Start of Data section

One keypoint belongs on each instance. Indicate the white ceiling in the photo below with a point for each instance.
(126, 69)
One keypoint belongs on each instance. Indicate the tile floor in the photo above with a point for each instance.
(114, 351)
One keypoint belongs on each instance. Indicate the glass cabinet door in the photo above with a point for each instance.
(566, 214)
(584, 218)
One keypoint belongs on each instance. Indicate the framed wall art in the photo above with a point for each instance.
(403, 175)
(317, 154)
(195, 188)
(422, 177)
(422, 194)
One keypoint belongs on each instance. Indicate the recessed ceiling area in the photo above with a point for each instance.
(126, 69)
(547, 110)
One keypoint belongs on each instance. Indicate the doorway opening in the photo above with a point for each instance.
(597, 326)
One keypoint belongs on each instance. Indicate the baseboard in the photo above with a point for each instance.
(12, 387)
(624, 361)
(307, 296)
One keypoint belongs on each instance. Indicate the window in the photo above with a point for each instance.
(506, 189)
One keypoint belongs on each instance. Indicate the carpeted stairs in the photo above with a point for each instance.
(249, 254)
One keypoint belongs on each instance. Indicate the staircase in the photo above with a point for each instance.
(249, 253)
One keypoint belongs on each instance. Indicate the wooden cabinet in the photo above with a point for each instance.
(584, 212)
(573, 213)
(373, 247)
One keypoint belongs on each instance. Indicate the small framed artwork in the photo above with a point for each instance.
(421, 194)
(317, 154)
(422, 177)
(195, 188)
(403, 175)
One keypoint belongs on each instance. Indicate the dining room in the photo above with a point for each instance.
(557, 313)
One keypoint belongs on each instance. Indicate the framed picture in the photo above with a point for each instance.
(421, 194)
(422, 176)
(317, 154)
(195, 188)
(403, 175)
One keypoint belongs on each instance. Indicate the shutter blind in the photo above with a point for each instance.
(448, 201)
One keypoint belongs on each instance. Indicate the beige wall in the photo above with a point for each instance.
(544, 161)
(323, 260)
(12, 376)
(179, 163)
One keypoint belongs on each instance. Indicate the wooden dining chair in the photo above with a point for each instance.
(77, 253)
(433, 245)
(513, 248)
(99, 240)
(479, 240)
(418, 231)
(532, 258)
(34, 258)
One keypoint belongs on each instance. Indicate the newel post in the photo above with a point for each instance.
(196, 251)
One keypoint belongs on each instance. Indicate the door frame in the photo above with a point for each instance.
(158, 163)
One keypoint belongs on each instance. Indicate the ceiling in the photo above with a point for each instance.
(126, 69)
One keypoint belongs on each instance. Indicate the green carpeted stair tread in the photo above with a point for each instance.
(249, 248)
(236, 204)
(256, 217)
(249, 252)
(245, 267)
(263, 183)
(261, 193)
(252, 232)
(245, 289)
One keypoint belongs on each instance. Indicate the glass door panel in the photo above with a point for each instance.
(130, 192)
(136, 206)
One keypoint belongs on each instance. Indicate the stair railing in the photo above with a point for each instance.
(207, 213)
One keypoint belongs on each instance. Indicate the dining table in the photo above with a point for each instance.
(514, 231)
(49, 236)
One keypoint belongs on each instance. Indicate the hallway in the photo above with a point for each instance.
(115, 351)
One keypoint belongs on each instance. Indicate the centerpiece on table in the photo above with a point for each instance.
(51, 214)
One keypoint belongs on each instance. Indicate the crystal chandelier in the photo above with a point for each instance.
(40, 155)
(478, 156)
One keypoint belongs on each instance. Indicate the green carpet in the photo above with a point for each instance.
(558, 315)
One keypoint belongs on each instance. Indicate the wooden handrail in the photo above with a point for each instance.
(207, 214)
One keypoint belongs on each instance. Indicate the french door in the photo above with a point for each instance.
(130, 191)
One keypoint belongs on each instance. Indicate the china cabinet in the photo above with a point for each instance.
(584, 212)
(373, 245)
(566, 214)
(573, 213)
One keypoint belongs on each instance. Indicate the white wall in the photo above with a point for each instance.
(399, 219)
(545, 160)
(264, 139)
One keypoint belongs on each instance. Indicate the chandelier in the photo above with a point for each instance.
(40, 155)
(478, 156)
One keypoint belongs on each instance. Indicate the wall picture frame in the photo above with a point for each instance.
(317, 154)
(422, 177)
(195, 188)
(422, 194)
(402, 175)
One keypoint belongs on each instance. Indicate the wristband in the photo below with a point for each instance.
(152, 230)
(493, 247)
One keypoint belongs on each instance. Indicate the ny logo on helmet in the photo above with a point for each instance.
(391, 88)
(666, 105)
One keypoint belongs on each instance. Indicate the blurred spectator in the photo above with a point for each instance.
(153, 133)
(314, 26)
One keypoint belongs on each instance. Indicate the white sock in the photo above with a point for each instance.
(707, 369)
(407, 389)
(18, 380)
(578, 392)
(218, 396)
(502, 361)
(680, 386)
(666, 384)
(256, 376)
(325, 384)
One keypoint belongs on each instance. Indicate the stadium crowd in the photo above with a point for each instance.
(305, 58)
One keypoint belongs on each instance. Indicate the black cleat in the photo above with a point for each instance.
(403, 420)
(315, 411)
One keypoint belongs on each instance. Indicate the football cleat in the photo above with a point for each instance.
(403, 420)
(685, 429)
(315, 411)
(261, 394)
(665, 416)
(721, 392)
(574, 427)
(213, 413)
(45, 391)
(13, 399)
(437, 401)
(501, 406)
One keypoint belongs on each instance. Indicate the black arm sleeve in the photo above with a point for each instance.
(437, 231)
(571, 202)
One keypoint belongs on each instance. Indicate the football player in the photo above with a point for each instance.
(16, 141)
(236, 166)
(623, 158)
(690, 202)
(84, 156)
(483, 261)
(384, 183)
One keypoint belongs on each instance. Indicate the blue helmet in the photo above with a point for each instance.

End of Data section

- _What the exercise asks_
All of the data needs to be repeated exactly.

- _Task solution_
One keypoint belongs on each instance. Indicate the white ceiling in the photo below with a point for each instance.
(126, 69)
One keypoint belongs on each instance. Indicate the tile floor in the photo above with a point for each instance.
(114, 351)
One keypoint belongs on each instance. Indicate the glass cabinet door in the photo above with a point for each instance.
(566, 214)
(584, 218)
One keypoint belongs on each instance. Indicate the framed wall art in the photo above with a point for each instance.
(403, 175)
(317, 154)
(195, 188)
(422, 177)
(422, 194)
One keypoint belongs on each instance. Indicate the recessed ceiling area in the photo above with a point for each instance.
(126, 69)
(547, 110)
One keypoint belongs on each instance. Indicate the doorway opening in the photo above with a point for each instance.
(597, 326)
One keypoint belongs on each instance. Indicate the baseboard in the photo above with a point for each instance.
(12, 387)
(624, 361)
(307, 296)
One keypoint belongs on each instance. Indicate the window in the photo above with a point for each instance.
(506, 189)
One keypoint belongs on each instance. Indicate the carpeted stairs in the photo above with a point for each instance.
(249, 254)
One keypoint belongs on each instance. Indicate the staircase in the photo above with a point for each instance.
(249, 253)
One keypoint belongs on each instance. Indicate the wooden cabinet in the photo above with a point for each instance.
(584, 212)
(573, 213)
(373, 247)
One keypoint belongs on each instance. Indicate the small framed artwork in the photo above with a point for each instance.
(421, 194)
(317, 154)
(422, 177)
(195, 188)
(403, 175)
One keypoint belongs on each instance. Indicate the dining room in the photo above with a point for each instance.
(557, 313)
One keypoint belongs on each instance. Indicate the framed picture in the photo above with a point for each instance.
(421, 194)
(422, 176)
(317, 154)
(195, 188)
(403, 175)
One keypoint belongs on each instance. Indicate the shutter blind in the photo above with a point for each instance.
(448, 201)
One keypoint belongs on each instance. Indicate the beige wall in the photo above with a point for each instance.
(544, 161)
(323, 260)
(12, 376)
(179, 163)
One keypoint belongs on each instance. Indicate the wooden dining chair in the photo above with a point for each instance.
(77, 253)
(433, 245)
(513, 248)
(99, 240)
(479, 240)
(418, 231)
(532, 258)
(34, 258)
One keypoint belongs on each instance. Indicate the newel post in the photo above with a point for each instance.
(196, 251)
One keypoint belongs on each instance. Indicate the door frame in the photo above with a point for each instance.
(158, 163)
One keypoint belongs on each instance. Indicate the ceiling in the photo above with a point for each instance.
(126, 69)
One keypoint belongs on each instance. Indicate the green carpeted stair tread in the photo above with a point for each instance.
(249, 248)
(236, 204)
(256, 217)
(249, 252)
(245, 267)
(263, 183)
(261, 193)
(252, 232)
(245, 289)
One keypoint belongs on each instance. Indicate the glass door panel in the photo above with a point for each instance.
(130, 192)
(136, 206)
One keypoint belongs on each instance. Indicate the stair railing in the photo above with a point for each instance.
(207, 213)
One keypoint belongs on each instance. Indicate the dining table in the photo above with a point for each instance.
(514, 231)
(49, 236)
One keypoint belongs on each instance. Indicate the hallway in the photo above with a point for each instance.
(115, 351)
One keypoint belongs on each instance. Indicate the centerpiece on table in the photo above with a point for each instance.
(51, 214)
One keypoint belongs on each instance. Indicate the crystal chandelier in the photo above with a point for each instance.
(40, 155)
(478, 156)
One keypoint belongs on each instance. Indicate the green carpet in the photo above with a point for each instance.
(558, 315)
One keypoint belongs on each instance. Indicate the wooden handrail in the photo above with a point for each instance.
(207, 214)
One keypoint belongs on each instance. Indicate the french door in the photo above with a point for each instance.
(130, 191)
One keypoint belongs on each instance. Indicate the china cabinet in the photo above with a point for each instance.
(584, 212)
(373, 245)
(566, 214)
(573, 213)
One keypoint belongs on each instance. Indicate the white wall in the photo above with a point for each instance.
(399, 219)
(545, 160)
(264, 139)
One keypoint belongs on each instance. Indicate the chandelier in the photo above with a point for each instance.
(40, 155)
(478, 156)
One keypoint belongs on each instance. Indicate the wall picture frame in the photo above with a point for each instance.
(317, 154)
(422, 177)
(195, 188)
(422, 194)
(402, 175)
One keypoint belongs on each instance. Indicate the wristband in the photo below with a point for each instance.
(152, 230)
(493, 247)
One keypoint belongs on each instance. Indicate the ny logo on helmet in the photo above with a point for each instance.
(391, 88)
(666, 105)
One keypoint belongs on each instance. Indicate the blurred spectator in the photo above with a point for each instance.
(153, 133)
(314, 26)
One keypoint belongs on each instance. Indicate the white sock in the photo above with a point for each instance.
(707, 369)
(407, 389)
(18, 380)
(578, 392)
(218, 396)
(502, 361)
(680, 386)
(666, 384)
(256, 376)
(325, 384)
One keypoint belongs on each instance. Indicate the stadium crowd in the photo above with a point for each instance.
(305, 58)
One keypoint belongs on each instance. Indicate the black cleat in the photo above with a point for each instance.
(403, 420)
(315, 411)
One keypoint belongs on each instance. Indicate the football cleat in the photo above with a point for each instance.
(403, 420)
(685, 429)
(315, 411)
(261, 394)
(665, 416)
(721, 392)
(574, 427)
(213, 413)
(45, 391)
(13, 399)
(437, 401)
(501, 406)
One keypoint belongs on each instance. Indicate the black arm sleeve in the photo above with a point for each instance.
(437, 231)
(571, 202)
One keypoint belongs on each instance. Indicate the football player in the photo above with a point for each instance.
(16, 141)
(236, 166)
(623, 158)
(690, 202)
(84, 156)
(483, 261)
(384, 183)
One keypoint belongs on each instance. Indicate the blue helmet in the photo above with a point for each instance.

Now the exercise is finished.